> **Document extract**:
********************

The report is required to be notarised which must in turn be attested either by an Officer of the Ministry of External Affairs or an Officer of the Justice or Social Welfare Department of the foreign country concerned or by an Officer of the Indian Embassy or High Commission or Consulate in that country.

None of these provisions in the several decisions of this Court impinge upon the rights and choice of an individual to give his or her child in adoption to named persons, who may be of foreign origin. The Court in such cases has to deal with the application under Section 7 of the Guardians and Wards Act, 1890 and dispose of the same after being satisfied that the child is being given in adoption voluntarily after being aware of the implication of adoption viz. that the child would legally belong to the adoptive parents family, uninduced by any extraneous reasons such as the receipt of money etc; that the adoptive parents have produced evidence in support of their suitability and finally that the arrangement would be in the best interest of the child.

In the case before us although the guidelines do not apply, the respondents No.2 and 3 had produced evidence which fulfilled all the particulars required of a Home Study Report. The appellant has repeatedly affirmed her closeness to the respondents no.2 and 3 and her conviction that they would nourish and care for baby Alka as if she was their own. The respondents no.2 and 3 have produced sufficient evidence to justify their suitability to be adoptive parents. There was a judicially directed scrutiny by a local Governmental Agency in Venice. The enquiry report has resulted in a judgment passed by the Court at Venice, Italy. That judgment can be accepted by this Court under Section 13 of Code of Civil Procedure, particularly when the respondents have filed the investigation report and other material on the basis of which the judgment was delivered.

********************

> **Problems to solve**:
a: In the adoption judgment excerpt, under which section of the Code of Civil Procedure can the judgment from the Court at Venice be accepted?
b: Continue the adoption judgment excerpt from the point where it stops.

> **Recorded information**:

********************

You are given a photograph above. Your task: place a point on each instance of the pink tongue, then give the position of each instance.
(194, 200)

********************

> **Answers below**:
a: Section 13 of the Code of Civil Procedure.

b:
In the circumstances of the case, the decision of the High Court is set aside and the application of the respondents no.2 and 3 filed under the Guardians and Wards Act, 1890 is allowed. The respondent Nos.2 and 3 are appointed guardians of the child Alka the daughter of Anokha and late Sumer Singh with liberty to take her to Italy for the purpose of adopting her in accordance with Italian law. However, before the child is taken out of the country the following conditions must be complied with:

1) The respondents No.2 and 3 will file an affidavit before the District Court, Alwar with an undertaking to adopt the child within two years and to produce the child, if so required, till proof of adoption is filed with the District Court;

2) The respondents No.2 and 3 shall keep in deposit with the District Court an amount of Rs.50,000/- (Rupees fifty thousand only) to cover the air fare for the possible repatriation of the child to India till the child is legally adopted; the amount shall be kept by the District Court in a short term fixed deposit with any Nationalised bank and the Fixed Deposit Receipt is to be held to the credit of the minor, Alka.

Upon proof of her adoption by the respondents No. 2 and 3 the amount deposited shall be forthwith returned to the said respondents or their duly authorised representative together with the interest accrued thereon.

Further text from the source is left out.